(Description of the task):
Your task is to reproduce exactly the lines from the line with "If you could spot the alpaca head" through the end of the records below.

(Listed entries):
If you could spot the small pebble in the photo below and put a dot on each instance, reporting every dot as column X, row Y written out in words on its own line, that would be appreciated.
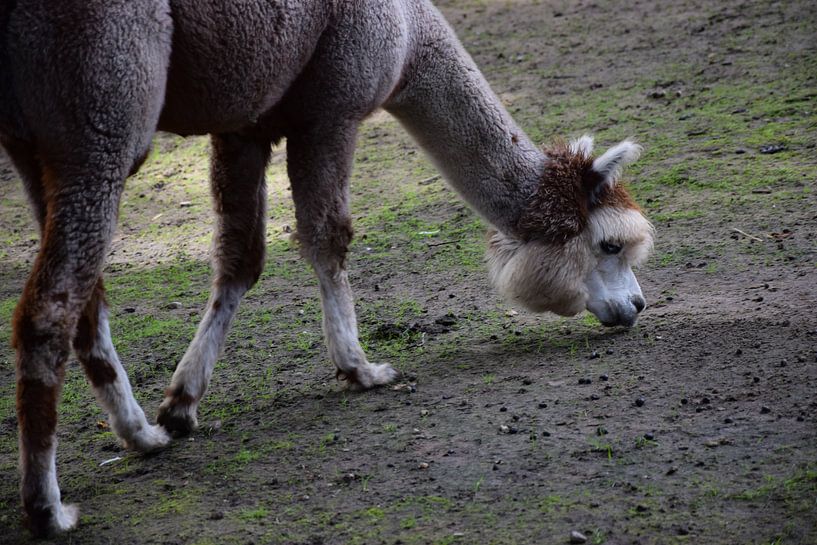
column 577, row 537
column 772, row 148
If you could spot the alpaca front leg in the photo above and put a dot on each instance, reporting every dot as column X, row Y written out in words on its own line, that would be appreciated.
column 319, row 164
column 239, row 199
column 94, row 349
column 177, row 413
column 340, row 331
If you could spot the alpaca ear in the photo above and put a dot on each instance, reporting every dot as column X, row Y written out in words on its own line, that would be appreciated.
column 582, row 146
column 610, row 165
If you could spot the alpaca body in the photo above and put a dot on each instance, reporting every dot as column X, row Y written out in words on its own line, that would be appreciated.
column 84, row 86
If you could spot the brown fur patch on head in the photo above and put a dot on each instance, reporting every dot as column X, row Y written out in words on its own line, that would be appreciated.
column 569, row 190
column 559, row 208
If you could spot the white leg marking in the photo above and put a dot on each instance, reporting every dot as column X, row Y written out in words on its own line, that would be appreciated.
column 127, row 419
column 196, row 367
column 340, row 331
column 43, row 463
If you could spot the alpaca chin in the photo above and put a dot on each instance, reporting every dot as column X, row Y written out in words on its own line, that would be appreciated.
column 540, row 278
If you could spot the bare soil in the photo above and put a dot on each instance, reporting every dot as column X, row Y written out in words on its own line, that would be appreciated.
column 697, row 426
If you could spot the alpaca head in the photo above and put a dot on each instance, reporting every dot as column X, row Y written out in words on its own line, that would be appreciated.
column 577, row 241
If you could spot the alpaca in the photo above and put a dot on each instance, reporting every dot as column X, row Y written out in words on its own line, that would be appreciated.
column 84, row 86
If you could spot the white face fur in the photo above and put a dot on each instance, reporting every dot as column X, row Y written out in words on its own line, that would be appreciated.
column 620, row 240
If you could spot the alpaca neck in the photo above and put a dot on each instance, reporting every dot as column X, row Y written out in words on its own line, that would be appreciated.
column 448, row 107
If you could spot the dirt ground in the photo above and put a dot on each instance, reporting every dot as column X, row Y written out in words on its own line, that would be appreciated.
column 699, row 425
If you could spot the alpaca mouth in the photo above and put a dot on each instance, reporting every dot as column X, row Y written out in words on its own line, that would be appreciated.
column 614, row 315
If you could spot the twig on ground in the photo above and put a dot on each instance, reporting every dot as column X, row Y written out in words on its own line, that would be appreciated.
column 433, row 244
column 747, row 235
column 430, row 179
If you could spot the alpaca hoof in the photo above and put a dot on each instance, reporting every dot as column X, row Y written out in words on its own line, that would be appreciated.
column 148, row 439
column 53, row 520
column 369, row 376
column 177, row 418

(Written solution):
If you could spot the alpaca head in the photo above and put a dot on each instance, reporting every dot as column X, row Y written out in words on its own line, that would be appreciated.
column 577, row 241
If you could spot the alpaca in the photo above and put a dot on each instance, reporting every dot as column X, row Y written out in words on its own line, that would be appreciated.
column 84, row 86
If you could spot the white face fur in the photo above and put a dot on each instance, reporting every dot as column X, row Y written out in words on its own line, that would be appreciated.
column 620, row 240
If you could spot the alpaca neck in the photo above and put a dot on each instance, reporting every dot as column X, row Y written out in words on its own line, that would be appreciated.
column 448, row 107
If you could spot the dirt ground in the photo above and put a dot on each instance, reporting every dot as column X, row Y written out in words on its own line, that would be appreciated.
column 699, row 425
If you could spot the alpaca mouth in the photo above and put a dot on each instance, reporting every dot as column X, row Y written out in words on its own line, that would be appreciated.
column 614, row 315
If you could spot the twig on ground in the photo above and put a dot on each instance, reporting every dot as column X, row Y written out in words on its own line, that would be appreciated.
column 433, row 244
column 747, row 235
column 430, row 179
If you could spot the alpaca hoof in the photo above and put a dot on each instance, reporting every dot as column X, row Y written out in words on its own line, that would be appreciated.
column 148, row 439
column 53, row 520
column 369, row 376
column 177, row 418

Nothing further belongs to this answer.